(Records from a dataset)
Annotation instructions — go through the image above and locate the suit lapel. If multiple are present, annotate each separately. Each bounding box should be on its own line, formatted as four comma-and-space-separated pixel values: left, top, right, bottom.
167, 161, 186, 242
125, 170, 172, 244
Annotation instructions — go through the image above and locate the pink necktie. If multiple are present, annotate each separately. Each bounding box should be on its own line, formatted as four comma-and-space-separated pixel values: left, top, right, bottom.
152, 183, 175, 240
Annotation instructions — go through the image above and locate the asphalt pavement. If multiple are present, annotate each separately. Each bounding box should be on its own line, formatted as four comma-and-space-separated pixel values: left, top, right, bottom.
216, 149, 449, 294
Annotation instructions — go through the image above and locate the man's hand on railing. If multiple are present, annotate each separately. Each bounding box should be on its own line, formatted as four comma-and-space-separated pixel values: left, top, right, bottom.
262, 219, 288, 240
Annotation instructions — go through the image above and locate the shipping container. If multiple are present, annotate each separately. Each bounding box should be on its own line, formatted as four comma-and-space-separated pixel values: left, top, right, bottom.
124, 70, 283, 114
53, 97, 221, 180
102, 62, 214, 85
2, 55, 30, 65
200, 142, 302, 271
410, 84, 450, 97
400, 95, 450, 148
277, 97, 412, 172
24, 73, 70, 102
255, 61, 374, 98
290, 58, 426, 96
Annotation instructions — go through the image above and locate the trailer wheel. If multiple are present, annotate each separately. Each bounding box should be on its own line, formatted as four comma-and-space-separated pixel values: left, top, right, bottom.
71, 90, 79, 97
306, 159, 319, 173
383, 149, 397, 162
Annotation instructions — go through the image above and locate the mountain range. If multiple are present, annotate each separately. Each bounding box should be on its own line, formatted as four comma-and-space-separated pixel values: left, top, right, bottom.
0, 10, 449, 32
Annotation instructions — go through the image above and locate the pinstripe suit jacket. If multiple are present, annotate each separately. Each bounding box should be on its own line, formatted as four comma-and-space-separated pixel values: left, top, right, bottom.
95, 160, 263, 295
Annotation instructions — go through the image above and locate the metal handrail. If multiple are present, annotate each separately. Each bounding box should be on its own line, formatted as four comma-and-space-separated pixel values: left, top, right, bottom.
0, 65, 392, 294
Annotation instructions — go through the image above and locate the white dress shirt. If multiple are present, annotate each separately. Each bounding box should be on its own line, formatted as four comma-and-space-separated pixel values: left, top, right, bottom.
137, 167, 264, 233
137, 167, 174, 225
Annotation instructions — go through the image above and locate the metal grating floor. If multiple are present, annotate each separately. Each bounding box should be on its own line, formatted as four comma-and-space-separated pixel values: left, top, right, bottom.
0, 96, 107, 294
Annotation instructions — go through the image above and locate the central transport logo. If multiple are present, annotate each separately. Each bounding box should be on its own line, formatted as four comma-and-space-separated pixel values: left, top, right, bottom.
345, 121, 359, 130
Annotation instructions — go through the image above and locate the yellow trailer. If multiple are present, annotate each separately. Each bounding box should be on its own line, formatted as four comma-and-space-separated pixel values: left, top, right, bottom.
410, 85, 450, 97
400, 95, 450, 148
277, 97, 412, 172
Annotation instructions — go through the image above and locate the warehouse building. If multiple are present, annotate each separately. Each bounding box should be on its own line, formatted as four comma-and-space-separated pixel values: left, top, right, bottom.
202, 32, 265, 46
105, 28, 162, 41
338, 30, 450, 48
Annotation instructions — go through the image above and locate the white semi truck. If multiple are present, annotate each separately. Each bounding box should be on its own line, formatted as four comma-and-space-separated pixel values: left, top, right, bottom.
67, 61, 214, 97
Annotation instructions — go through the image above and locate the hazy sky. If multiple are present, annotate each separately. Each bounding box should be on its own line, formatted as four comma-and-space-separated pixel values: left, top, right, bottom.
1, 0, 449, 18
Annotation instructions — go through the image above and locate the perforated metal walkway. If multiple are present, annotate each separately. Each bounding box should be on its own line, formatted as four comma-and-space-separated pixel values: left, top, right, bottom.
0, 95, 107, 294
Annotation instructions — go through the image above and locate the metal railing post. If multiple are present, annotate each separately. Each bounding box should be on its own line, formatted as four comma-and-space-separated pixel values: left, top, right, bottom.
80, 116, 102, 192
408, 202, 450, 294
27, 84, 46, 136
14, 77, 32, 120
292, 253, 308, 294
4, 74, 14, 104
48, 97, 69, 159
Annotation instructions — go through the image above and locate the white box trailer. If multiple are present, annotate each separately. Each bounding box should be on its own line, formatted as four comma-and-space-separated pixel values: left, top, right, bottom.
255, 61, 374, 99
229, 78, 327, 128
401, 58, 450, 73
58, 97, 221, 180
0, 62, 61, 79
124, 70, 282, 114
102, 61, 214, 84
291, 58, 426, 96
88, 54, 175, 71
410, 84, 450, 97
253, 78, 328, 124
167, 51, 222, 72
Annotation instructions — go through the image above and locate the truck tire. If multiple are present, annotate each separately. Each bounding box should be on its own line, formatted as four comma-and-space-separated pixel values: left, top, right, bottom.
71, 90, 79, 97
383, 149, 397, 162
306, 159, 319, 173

REQUIRED ACTION -
From the first line to the last, return the records unchanged.

TASK RESULT -
Annotation instructions — go through the image above and locate the suit lapel. If multiple are present, annotate each separately. Each bounding box should be on its own line, formatted as four comma-and-space-separated pixel values: left, top, right, bottom.
167, 161, 186, 242
125, 170, 172, 244
Annotation instructions — go through the image above and locate the pink necktie. If multiple are present, annotate each separately. Each bounding box should be on its own line, formatted as four comma-and-space-separated pixel values: left, top, right, bottom.
152, 183, 175, 240
Annotation instructions — go through the image above and locate the asphalt pavement. If multiple are present, annotate each separately. Each bounding box should be on its own line, formatted as four comma-and-space-separated pixel values: left, top, right, bottom.
216, 149, 449, 294
Annotation instructions — go through the image above and locate the man's hand on railing. If multiple are present, annotate each separately. Each bounding box should be on its own line, formatted as four comma-and-space-separated pixel values: left, top, right, bottom.
262, 219, 288, 240
Annotation instructions — go through the image above and locate the shipping container. If multiple are present, annotate each separately. Each bounding box should be on its own line, formatted as four comma-and-space-separated pixel values: left, top, right, bottom.
124, 70, 283, 114
53, 97, 221, 180
102, 62, 214, 85
2, 55, 30, 65
200, 142, 302, 271
410, 84, 450, 97
400, 95, 450, 148
277, 97, 412, 172
24, 73, 70, 102
255, 61, 374, 98
290, 58, 426, 96
Annotation instructions — go through the image above and locate the trailer wheel. If multiple are present, annotate each separately. Each bounding box should be on its own line, formatted as four comma-and-space-separated pixel values: left, top, right, bottom.
71, 90, 79, 97
306, 159, 319, 173
383, 149, 397, 162
Annotation instructions — go through the image above and locate the mountain range. If multiple are present, annotate each separately. Each bounding box should be on its own line, formatted as four comma-and-space-separated pixel values: left, top, right, bottom.
0, 10, 449, 32
Annotation instructions — go through the image above and locate the pinstripe suit jacket. If multiple are present, annotate each separately. Each bounding box should be on its own line, formatted as four comma-and-space-separated pixel values: left, top, right, bottom.
95, 160, 263, 295
Annotation instructions — go through the image above and locate the metal handrail. If multiple are present, annotate each separately. Each bounding box should be on its own line, formatted as four comma-and-space-separated pixel values: left, top, right, bottom.
0, 65, 392, 294
Annotation instructions — go through the image above and locate the white dress shirt. If multiple are present, annotate each separately. Each bounding box should be on its own line, formatted as four comma-and-space-separated pixel values: left, top, right, bottom.
137, 167, 264, 233
137, 167, 174, 225
Annotation instructions — go through the image above and locate the metal grating floor. If multiple are present, annotate each separately. Each bounding box should be on its own line, formatted as four comma-and-space-separated pixel values: left, top, right, bottom.
0, 96, 107, 294
Annotation instructions — go through the image above and locate the central transport logo. If multiple are present, annotate each separately. Each bounding box should be on its own line, formatted as four comma-and-space-separated pixel values: left, top, right, bottom.
345, 121, 359, 130
Annotation instructions — go through the image above and locate the yellow trailer. If multiple are present, annotate each separately. Each bounding box should be on its own line, formatted as four comma-and-space-separated pixel values: left, top, right, bottom.
410, 85, 450, 97
400, 95, 450, 148
277, 97, 412, 172
Annotation instructions — go through the image above and locate the warehouse building. If multiple are present, annotate each separately. Each bounding box should be on its own line, formatted as four comma-and-space-separated pixel values: left, top, right, bottom.
202, 32, 265, 46
105, 28, 162, 41
338, 30, 450, 48
Annotation instructions — go through the image above and locate the white semi truck. If multiple are present, annotate each separately. Each bounding box should be on its own line, formatted as four comma-and-space-separated pixel values: left, top, right, bottom.
67, 61, 214, 97
Annotation instructions — go through the image above and locate the hazy sky. If multiple are present, annotate each separately. Each bounding box should be on its own line, formatted as four comma-and-space-separated pixel values: left, top, right, bottom.
1, 0, 449, 18
Annotation instructions — go through the image above and locate the perforated metal walkway. If multiple are present, annotate each separately. Each bounding box should be on its own line, formatted as four comma-and-space-separated pixel values: left, top, right, bottom.
0, 95, 107, 294
Annotation instructions — go through the image above and locate the metal railing post. If multiple are present, annotate each separately. Each bounding box should be on its own line, formatted as four comma-and-space-separated pixel values: left, top, right, bottom.
80, 116, 102, 192
408, 202, 450, 294
27, 84, 46, 136
14, 77, 32, 120
292, 253, 308, 294
4, 74, 14, 104
48, 97, 69, 159
Annotation instructions — go through the image above and locate the white box trailer. If multiple are present, annotate each separately. Each bounding box should be on its own line, formatted as four comma-and-space-separated pixel values: left, top, right, bottom.
255, 61, 374, 99
229, 78, 327, 128
401, 58, 450, 73
58, 97, 221, 180
0, 62, 61, 79
124, 70, 282, 114
102, 61, 214, 84
291, 58, 426, 96
88, 54, 175, 71
410, 84, 450, 97
253, 78, 328, 124
167, 51, 222, 72
Annotation instructions — go through the image above and locate the truck tire. If multiple are present, annotate each separately. Each bounding box should be on its own line, formatted as four comma-and-space-separated pixel values: left, top, right, bottom.
71, 90, 79, 97
383, 149, 397, 162
306, 159, 319, 173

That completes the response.